(Records from a dataset)
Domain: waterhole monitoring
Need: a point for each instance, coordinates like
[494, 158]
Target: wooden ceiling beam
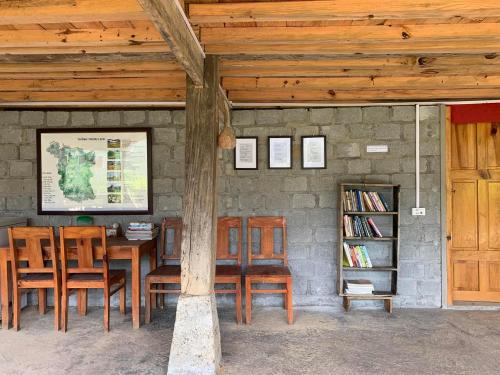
[88, 67]
[359, 96]
[364, 10]
[80, 51]
[171, 81]
[82, 60]
[360, 49]
[133, 95]
[50, 11]
[140, 34]
[406, 34]
[171, 22]
[358, 66]
[362, 83]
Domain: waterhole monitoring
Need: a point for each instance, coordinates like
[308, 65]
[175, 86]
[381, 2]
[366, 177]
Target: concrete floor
[320, 342]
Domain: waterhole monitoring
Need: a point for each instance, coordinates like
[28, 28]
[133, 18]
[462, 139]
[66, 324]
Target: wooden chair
[35, 275]
[229, 273]
[170, 270]
[86, 275]
[267, 274]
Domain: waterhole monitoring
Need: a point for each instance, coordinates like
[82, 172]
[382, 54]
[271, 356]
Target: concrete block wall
[308, 198]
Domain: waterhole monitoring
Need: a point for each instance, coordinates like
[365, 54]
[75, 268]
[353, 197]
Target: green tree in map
[75, 168]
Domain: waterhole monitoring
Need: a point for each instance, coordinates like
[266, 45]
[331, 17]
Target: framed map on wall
[94, 171]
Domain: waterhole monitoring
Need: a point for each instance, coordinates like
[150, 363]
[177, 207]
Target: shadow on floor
[322, 341]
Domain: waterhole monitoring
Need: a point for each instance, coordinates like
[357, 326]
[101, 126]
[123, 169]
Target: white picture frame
[279, 152]
[246, 153]
[313, 152]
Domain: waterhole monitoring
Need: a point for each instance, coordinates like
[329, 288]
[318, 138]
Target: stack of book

> [INSTRUCTION] Produce an exact copy of each line of data, skipping embedded images.

> [SOLVED PROBLEM]
Domain: waterhole monitoring
Need: a point for each instance, coordinates like
[494, 158]
Target: wooden ceiling beam
[88, 67]
[359, 96]
[364, 10]
[80, 51]
[171, 81]
[82, 60]
[360, 49]
[133, 95]
[50, 11]
[140, 34]
[406, 34]
[171, 22]
[358, 66]
[362, 83]
Domain: waterhole monitoring
Need: a point for each instance, coordinates like
[308, 65]
[175, 86]
[381, 2]
[366, 177]
Target: concrete floor
[320, 342]
Domain: waterhole monitoring
Need: a point for each instance, coordinates like
[28, 28]
[133, 18]
[462, 139]
[66, 324]
Target: wooden chair
[35, 275]
[229, 273]
[170, 270]
[86, 275]
[267, 274]
Domain: waterhole monitoring
Need: a point for each instance, coordinates like
[82, 172]
[382, 54]
[271, 356]
Target: concrete block wall
[308, 198]
Domain: waterhole monitoring
Need: a point for each instance, coordinates like
[365, 54]
[75, 268]
[353, 197]
Target: green tree in map
[75, 168]
Domain: waterhole monitoring
Need: a point for each instance, coordinates like
[266, 45]
[331, 17]
Target: framed map on wall
[94, 171]
Domain: waterhole monitoring
Need: a point for each instance, coordinates like
[150, 363]
[177, 207]
Target: shadow on floor
[322, 341]
Domain: waterhole monitoring
Need: a point for each instance, coordinates like
[357, 326]
[101, 126]
[123, 169]
Target: white picture frame
[279, 152]
[246, 153]
[313, 152]
Domain: waterhole monitoring
Need: a point for each instance, coordinates like
[329, 288]
[318, 138]
Target: stack of book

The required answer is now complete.